Rewrite the lines from the start of the listing through the line containing "positive clicks: (368, 302)", changing "positive clicks" to "foreground clicks" and leaving everything else unchanged.
(Beginning of MATERIAL SUPPLIED)
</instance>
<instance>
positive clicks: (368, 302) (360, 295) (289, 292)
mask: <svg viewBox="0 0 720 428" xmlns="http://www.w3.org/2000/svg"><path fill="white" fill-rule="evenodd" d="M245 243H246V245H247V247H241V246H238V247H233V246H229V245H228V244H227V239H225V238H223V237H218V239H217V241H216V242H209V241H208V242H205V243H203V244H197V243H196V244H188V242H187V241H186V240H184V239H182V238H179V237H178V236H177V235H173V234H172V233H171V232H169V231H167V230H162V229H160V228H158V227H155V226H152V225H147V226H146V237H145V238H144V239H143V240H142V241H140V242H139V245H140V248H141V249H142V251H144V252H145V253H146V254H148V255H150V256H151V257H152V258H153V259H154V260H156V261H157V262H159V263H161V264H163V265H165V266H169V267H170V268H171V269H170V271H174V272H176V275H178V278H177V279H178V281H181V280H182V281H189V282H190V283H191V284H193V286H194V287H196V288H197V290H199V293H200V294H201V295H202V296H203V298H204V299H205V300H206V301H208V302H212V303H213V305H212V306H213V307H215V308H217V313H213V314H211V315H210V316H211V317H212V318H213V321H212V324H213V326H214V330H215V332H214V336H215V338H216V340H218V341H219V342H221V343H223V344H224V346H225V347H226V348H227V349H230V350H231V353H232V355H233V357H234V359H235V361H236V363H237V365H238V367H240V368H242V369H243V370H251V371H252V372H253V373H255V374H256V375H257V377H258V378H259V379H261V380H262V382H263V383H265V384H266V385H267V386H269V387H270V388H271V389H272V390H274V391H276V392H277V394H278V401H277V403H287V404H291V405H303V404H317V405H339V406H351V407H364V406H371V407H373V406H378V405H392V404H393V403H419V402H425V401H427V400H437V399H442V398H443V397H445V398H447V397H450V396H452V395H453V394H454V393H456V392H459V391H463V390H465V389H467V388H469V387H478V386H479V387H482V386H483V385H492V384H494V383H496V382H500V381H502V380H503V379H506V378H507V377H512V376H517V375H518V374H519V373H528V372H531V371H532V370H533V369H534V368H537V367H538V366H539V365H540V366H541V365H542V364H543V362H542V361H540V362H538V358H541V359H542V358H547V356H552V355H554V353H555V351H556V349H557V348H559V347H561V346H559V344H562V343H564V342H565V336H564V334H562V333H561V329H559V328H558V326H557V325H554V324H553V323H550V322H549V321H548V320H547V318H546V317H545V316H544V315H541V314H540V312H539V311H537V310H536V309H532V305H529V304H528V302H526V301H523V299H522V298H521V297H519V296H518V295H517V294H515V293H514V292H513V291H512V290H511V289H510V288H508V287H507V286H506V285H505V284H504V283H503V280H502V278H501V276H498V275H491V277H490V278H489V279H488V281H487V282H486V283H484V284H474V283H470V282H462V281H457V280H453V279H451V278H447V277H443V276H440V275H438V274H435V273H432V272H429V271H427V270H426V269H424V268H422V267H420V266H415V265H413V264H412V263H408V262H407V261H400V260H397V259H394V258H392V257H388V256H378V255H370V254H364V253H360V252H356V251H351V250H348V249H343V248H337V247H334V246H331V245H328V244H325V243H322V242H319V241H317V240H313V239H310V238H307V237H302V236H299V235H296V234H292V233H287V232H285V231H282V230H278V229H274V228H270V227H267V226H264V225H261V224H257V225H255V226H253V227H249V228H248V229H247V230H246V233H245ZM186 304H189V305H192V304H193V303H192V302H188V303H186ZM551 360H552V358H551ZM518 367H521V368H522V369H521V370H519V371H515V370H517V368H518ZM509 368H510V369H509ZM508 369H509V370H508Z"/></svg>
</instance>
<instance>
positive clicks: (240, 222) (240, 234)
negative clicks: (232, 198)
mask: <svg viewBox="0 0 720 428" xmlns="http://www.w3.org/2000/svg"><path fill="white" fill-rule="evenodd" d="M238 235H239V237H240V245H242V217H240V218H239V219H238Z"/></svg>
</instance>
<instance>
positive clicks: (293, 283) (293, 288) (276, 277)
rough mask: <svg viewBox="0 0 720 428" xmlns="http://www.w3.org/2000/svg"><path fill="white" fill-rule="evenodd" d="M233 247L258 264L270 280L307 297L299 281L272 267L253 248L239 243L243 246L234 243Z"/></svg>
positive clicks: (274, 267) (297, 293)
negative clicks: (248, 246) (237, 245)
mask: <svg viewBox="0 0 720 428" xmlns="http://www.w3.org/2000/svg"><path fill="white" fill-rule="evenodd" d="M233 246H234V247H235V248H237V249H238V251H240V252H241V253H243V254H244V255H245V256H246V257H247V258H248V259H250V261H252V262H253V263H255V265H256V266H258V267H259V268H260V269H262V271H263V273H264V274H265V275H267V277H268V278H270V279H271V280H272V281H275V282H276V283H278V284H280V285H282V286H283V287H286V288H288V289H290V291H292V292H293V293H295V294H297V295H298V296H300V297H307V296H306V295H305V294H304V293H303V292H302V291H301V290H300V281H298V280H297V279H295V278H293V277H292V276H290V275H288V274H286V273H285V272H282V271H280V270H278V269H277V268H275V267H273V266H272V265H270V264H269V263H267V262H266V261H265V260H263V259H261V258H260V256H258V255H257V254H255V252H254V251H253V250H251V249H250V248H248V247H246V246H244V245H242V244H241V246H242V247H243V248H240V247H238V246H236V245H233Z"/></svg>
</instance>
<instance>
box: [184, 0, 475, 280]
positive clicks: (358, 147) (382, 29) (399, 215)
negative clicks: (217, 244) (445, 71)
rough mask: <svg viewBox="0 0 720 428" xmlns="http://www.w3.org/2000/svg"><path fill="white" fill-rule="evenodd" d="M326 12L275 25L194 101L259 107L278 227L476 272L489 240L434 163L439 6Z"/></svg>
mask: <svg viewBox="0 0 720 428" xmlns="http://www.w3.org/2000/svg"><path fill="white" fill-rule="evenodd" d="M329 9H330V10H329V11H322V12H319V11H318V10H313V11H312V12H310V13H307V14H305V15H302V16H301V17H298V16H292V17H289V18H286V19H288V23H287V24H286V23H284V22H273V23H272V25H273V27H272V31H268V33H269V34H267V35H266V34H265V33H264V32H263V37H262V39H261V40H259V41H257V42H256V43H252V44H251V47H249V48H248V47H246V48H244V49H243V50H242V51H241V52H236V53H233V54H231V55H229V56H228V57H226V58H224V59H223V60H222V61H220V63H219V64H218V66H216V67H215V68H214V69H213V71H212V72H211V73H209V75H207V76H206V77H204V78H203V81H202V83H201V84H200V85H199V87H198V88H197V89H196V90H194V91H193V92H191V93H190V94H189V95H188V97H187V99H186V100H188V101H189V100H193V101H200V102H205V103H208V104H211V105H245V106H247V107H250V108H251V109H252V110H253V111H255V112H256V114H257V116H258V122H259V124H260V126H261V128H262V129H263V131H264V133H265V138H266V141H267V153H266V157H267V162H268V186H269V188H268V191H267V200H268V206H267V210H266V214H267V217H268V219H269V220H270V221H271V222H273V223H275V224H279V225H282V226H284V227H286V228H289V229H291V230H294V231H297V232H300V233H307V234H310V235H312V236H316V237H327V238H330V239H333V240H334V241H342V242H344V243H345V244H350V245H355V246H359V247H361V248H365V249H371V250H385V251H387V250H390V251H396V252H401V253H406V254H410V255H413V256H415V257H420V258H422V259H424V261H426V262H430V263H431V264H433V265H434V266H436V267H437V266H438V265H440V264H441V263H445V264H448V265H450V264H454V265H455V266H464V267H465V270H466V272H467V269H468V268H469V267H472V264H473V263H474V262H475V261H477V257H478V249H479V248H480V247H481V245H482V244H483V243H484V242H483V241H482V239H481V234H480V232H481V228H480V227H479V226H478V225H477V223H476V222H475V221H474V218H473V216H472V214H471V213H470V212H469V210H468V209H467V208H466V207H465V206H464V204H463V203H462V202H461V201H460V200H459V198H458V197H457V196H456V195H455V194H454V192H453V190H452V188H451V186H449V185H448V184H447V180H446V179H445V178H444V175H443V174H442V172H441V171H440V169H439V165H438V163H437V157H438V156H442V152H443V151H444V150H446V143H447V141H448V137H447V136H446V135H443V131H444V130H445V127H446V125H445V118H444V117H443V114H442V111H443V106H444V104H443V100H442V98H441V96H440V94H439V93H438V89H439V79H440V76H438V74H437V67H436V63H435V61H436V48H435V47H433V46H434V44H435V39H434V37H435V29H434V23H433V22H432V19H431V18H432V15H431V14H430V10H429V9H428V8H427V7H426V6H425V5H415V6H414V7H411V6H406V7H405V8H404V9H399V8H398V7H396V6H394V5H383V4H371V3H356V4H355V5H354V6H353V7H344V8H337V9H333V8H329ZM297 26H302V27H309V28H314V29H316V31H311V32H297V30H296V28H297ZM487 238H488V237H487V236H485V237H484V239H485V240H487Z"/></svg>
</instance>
(End of MATERIAL SUPPLIED)
COMPLETED TASK:
</instance>
<instance>
foreground clicks: (368, 302) (360, 295) (289, 292)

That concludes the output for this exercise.